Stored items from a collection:
-----

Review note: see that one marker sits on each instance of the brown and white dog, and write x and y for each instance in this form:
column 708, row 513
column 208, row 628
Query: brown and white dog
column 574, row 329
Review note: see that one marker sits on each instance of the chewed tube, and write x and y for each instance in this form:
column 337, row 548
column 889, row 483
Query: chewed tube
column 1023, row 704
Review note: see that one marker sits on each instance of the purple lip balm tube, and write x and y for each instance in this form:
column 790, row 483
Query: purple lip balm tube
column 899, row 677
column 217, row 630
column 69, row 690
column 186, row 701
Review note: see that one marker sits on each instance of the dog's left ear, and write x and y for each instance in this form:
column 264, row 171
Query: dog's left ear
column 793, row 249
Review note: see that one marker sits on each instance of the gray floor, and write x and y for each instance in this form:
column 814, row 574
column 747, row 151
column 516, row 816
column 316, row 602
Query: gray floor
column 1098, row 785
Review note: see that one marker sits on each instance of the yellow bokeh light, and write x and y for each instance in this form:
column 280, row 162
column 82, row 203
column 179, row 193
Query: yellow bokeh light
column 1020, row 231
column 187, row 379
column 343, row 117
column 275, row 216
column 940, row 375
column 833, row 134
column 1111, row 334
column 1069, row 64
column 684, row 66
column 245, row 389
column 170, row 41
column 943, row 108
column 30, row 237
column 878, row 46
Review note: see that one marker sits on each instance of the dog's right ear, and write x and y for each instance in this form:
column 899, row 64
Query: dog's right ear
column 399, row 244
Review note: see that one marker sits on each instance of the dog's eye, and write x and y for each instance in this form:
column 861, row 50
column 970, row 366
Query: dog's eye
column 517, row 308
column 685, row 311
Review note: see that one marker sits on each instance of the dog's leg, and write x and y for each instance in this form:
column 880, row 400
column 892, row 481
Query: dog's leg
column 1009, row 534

-----

TASK STATEMENT: In full and without change, transcribe the data above.

OUTPUT FOR THIS TASK:
Review note: see that one marker sits on each instance of the brown and white dog, and write x and y for each instance in this form:
column 708, row 513
column 208, row 628
Query: brown and white dog
column 574, row 329
Review note: see that one marker sits on each instance of the chewed tube, and write x and y for each instance in this form:
column 337, row 548
column 889, row 483
Query: chewed tube
column 1023, row 704
Review note: see that one marker sits on each instance of the purple lip balm tube, and write x and y for each instance in this form:
column 790, row 483
Query: purple lip balm tube
column 899, row 677
column 217, row 630
column 69, row 690
column 186, row 701
Review note: see that one marker sits on each instance of the dog's left ear, and write x and y for each instance in this form:
column 264, row 171
Query: dog's left ear
column 793, row 249
Review note: see that one marker sits on each instance of the gray floor, and write x and y for each instance in this form:
column 814, row 574
column 747, row 151
column 516, row 816
column 316, row 602
Query: gray floor
column 1098, row 785
Review note: see that one marker sits on each instance of the yellow bokeh light, and write x and y for each instance in this form:
column 280, row 162
column 82, row 203
column 179, row 193
Query: yellow bokeh light
column 1020, row 231
column 187, row 379
column 343, row 117
column 275, row 216
column 940, row 375
column 833, row 134
column 1111, row 334
column 1069, row 64
column 684, row 66
column 245, row 389
column 170, row 41
column 943, row 108
column 30, row 237
column 878, row 46
Review note: see that one marker sits on each instance of the dog's right ear, and write x and y for each instance in this form:
column 899, row 64
Query: dog's right ear
column 399, row 244
Review note: see that one marker sits on each instance of the dog's eye, and write x and y for each instance in this form:
column 861, row 50
column 970, row 366
Query: dog's eye
column 517, row 308
column 685, row 311
Review note: see that one marker sits on each instance of the dog's leg, and write x and y for each instance in this form:
column 880, row 400
column 892, row 481
Query: dog's leg
column 1009, row 534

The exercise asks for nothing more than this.